■ **Source passage**:
*-*-*
Benefits of smoking ban hailed 10 years on
The smoking ban which came into force 10 years ago has saved Scots from breathing in more than half a tonne of toxic material, a study has suggested.
Campaigners and researchers looked at what impact a decade of smoke-free pubs, restaurants and other public places had on the adult population.
Action on Smoking and Health (Ash) Scotland worked with academics at the University of Aberdeen.
They said second-hand smoke contains more than 4,000 chemical compounds.
At least 250 of those compounds are known to be toxic or to cause cancer.
Critics of the ban have highlighted its negative impact on the pub and club trade. They said it has led to closure of some inner city and community pubs and working men's clubs.
According to the researchers who looked at the health impact, of particular concern are the smallest particles, called PM2.5, which are invisible to the human eye but can linger in the air for hours and travel deep into the lungs.
Detailed measurements before and after the smoke-free legislation showed these levels inside pubs decreased by 86% when smoking was moved outside.
The team said that using existing knowledge of how much air adults breathe and how much time they spend in a pub, this means the change in the amount of PM2.5 breathed in can be totalled over the decade.
*-*-*
Text-to-region grounding data:

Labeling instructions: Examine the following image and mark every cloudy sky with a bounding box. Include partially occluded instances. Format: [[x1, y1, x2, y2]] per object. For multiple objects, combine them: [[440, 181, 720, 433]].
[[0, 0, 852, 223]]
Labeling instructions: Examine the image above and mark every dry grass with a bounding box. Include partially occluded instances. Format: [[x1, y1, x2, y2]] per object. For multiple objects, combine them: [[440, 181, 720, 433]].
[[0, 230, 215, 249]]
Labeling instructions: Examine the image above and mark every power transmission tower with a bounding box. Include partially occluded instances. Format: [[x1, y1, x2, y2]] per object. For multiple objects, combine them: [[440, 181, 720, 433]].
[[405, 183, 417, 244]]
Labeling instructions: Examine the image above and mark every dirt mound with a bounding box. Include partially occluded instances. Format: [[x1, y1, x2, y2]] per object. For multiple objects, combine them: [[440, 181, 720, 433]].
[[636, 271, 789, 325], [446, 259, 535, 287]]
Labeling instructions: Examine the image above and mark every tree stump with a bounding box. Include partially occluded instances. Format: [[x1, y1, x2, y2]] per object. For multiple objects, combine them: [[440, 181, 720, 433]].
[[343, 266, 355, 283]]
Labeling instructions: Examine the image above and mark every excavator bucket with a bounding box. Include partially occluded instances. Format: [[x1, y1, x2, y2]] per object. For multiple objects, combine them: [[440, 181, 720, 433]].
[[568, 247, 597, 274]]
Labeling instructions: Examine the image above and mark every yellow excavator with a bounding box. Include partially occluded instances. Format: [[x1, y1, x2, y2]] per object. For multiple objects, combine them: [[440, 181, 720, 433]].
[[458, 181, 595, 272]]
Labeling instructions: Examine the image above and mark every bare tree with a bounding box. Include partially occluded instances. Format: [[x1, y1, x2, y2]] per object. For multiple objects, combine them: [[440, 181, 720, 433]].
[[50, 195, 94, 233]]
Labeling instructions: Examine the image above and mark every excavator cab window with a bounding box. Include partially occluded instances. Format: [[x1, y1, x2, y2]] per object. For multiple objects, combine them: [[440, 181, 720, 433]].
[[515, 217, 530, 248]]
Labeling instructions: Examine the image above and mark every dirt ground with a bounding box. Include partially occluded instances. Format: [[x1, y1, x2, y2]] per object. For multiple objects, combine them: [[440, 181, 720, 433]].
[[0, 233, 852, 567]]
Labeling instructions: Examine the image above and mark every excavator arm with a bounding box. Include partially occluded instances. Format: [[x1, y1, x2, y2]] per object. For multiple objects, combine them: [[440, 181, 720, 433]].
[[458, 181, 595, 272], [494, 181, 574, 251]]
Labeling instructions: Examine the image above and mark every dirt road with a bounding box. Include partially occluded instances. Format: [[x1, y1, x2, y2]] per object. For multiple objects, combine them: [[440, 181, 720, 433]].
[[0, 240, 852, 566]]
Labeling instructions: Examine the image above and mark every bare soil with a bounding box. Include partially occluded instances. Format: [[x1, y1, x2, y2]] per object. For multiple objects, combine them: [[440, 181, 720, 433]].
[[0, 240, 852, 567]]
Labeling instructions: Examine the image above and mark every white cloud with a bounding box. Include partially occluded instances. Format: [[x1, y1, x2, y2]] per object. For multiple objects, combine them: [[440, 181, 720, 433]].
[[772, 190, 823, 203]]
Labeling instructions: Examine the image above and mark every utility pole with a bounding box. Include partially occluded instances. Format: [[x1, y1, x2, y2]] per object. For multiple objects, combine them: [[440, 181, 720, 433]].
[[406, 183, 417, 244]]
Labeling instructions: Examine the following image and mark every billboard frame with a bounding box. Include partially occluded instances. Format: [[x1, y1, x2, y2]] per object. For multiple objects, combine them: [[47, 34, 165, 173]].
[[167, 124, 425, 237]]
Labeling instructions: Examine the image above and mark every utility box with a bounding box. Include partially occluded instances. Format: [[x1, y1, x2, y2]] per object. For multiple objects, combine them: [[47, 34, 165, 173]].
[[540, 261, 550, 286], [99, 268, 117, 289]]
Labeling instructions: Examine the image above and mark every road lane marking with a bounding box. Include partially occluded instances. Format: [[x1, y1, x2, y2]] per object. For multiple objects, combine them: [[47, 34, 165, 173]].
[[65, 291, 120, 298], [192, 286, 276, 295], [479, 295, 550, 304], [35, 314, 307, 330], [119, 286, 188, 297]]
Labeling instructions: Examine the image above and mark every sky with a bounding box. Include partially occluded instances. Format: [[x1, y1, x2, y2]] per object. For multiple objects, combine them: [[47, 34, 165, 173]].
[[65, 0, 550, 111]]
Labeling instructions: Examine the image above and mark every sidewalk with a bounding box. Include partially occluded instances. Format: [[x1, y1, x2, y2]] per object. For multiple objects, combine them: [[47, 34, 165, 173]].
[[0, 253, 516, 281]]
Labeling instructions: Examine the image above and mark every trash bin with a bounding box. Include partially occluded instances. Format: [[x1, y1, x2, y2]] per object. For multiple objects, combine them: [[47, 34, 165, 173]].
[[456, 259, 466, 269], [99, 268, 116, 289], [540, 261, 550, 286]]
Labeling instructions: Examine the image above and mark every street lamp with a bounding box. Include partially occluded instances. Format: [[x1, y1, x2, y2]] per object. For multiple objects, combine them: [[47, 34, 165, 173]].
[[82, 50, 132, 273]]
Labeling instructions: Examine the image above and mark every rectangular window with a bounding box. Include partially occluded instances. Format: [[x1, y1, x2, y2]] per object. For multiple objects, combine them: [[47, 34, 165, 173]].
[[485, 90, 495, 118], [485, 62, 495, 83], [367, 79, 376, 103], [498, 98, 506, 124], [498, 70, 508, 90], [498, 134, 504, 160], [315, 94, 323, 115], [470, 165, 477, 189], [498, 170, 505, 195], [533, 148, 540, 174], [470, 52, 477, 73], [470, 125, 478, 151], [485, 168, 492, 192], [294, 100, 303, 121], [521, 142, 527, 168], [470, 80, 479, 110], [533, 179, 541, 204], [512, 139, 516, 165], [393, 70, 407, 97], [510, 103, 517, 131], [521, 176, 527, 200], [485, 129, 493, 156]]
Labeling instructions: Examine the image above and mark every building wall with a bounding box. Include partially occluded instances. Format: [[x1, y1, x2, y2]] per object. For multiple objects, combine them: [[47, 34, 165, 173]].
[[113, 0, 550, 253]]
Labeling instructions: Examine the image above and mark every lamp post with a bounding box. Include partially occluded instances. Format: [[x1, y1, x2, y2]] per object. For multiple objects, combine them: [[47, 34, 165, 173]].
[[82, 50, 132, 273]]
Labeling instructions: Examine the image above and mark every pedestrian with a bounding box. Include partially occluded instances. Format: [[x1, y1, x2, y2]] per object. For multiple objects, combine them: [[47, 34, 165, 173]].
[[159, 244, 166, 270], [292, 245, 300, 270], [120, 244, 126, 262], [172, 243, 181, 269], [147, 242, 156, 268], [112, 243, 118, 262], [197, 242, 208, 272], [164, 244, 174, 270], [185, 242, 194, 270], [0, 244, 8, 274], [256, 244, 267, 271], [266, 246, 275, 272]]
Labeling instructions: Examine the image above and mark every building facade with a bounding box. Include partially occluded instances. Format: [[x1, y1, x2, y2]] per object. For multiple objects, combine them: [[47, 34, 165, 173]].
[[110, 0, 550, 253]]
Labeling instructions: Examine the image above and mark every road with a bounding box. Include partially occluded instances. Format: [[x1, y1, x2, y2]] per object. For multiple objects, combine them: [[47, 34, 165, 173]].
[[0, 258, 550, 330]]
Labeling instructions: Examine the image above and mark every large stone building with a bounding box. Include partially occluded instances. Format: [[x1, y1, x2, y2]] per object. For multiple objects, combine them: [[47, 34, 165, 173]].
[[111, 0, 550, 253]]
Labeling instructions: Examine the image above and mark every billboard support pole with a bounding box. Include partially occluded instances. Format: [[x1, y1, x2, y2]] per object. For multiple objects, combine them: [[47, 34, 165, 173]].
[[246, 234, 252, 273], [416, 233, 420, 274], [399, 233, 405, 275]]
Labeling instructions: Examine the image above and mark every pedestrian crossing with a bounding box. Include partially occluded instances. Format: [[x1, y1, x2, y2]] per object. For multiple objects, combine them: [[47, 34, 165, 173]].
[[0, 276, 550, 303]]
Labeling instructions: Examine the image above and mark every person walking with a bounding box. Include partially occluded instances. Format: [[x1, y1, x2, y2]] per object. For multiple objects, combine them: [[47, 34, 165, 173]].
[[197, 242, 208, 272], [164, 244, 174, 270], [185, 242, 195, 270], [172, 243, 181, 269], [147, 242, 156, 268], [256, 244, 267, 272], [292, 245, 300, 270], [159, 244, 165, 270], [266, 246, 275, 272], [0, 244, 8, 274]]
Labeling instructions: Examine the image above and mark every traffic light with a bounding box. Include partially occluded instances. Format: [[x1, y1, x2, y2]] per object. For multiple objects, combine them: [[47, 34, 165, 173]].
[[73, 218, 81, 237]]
*-*-*
■ **Task set**:
(1) According to the smoking ban article, by what percentage did PM2.5 levels inside pubs fall when smoking was moved outside?
(2) Reproduce the part of the smoking ban article between "Action on Smoking" and "to cause cancer.", inclusive.

■ **Answers**:
(1) 86%

(2)
Action on Smoking and Health (Ash) Scotland worked with academics at the University of Aberdeen.
They said second-hand smoke contains more than 4,000 chemical compounds.
At least 250 of those compounds are known to be toxic or to cause cancer.